__Activities__.
a - Return the part of the XFCE discussion from "As a halfway" up to and including "ghz / 256mb laptop.", copied with no changes.
b - In the XFCE discussion, which version of Enlightenment does torg say he has been using?
c - List every environment or window manager that josiah's first sentence in the XFCE discussion names as more lightweight than XFCE.

__Given text__.
· · · · · · ·
So has anyone of you had any experiences with the XFCE Desktop environment?

josiah:
It works, but it's not as lightweight as EDE (Equinox), WindowMaker, Afterstep, and so on. Granted, the more you want lightweight, the less features and integration you will get; and conversely, the more features and integration you want, the less lightweight it will be. Granted, if all you wanted was a very lightweight environment with tons of functionality, you could always use something like 5dwm, but I suspect that most people would find this to be a bit on the ugly side of things.

As a halfway between the large destop environments and the barebones window managers, Xfce does pretty well, but I tend to get annoyed by little things about it. And I don't actually think that it's very lightweight... but maybe that's because I only ever use old computers that make Gnome and KDE feel too sluggish. I don't know. Maybe I'm just rambling.

torg:
Well, i worked with Enlightenment (e16) so far, but it lacks comfort when it comes to editing menus (and i often install and remove software) and for some strange reasons the epplets arent displayed correctly. as it is a laptop that it is running on i need to know the battery status and some other stuff.
Given that KDE run pretty smooth on my 1,3 ghz / 512 mb memory desktop comp i guess XFCE will do fine on the 1 ghz / 256mb laptop.
· · · · · · ·
__Information given__.
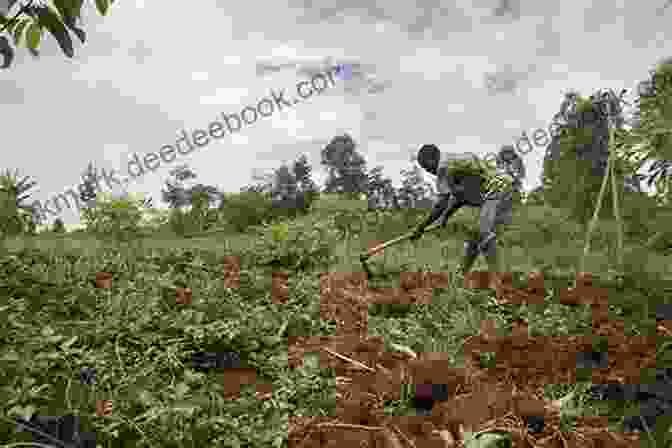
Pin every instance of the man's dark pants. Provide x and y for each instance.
(494, 213)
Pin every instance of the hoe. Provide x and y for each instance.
(364, 257)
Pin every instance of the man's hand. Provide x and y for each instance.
(417, 234)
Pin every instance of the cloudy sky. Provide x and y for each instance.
· · · · · · ·
__Answers below__.
a -
As a halfway between the large destop environments and the barebones window managers, Xfce does pretty well, but I tend to get annoyed by little things about it. And I don't actually think that it's very lightweight... but maybe that's because I only ever use old computers that make Gnome and KDE feel too sluggish. I don't know. Maybe I'm just rambling.

torg:
Well, i worked with Enlightenment (e16) so far, but it lacks comfort when it comes to editing menus (and i often install and remove software) and for some strange reasons the epplets arent displayed correctly. as it is a laptop that it is running on i need to know the battery status and some other stuff.
Given that KDE run pretty smooth on my 1,3 ghz / 512 mb memory desktop comp i guess XFCE will do fine on the 1 ghz / 256mb laptop.

b - e16

c - EDE (Equinox), WindowMaker, Afterstep